* **Study material**:

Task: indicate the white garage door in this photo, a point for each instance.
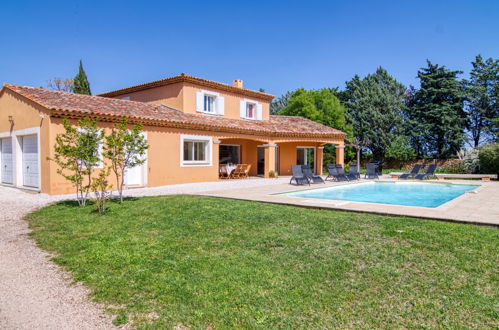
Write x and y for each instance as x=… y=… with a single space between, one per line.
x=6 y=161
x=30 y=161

==

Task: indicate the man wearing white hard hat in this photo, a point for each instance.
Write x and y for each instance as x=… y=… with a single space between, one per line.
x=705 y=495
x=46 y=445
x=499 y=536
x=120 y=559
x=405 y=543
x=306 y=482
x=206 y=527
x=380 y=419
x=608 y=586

* **Task objective**:
Report every line in the data that holds "this", copying each one.

* **Solved exercise**:
Task: indicate the white garage door in this photo, a point for each instance.
Task: indicate the man wearing white hard hat in this photo, a point for each instance.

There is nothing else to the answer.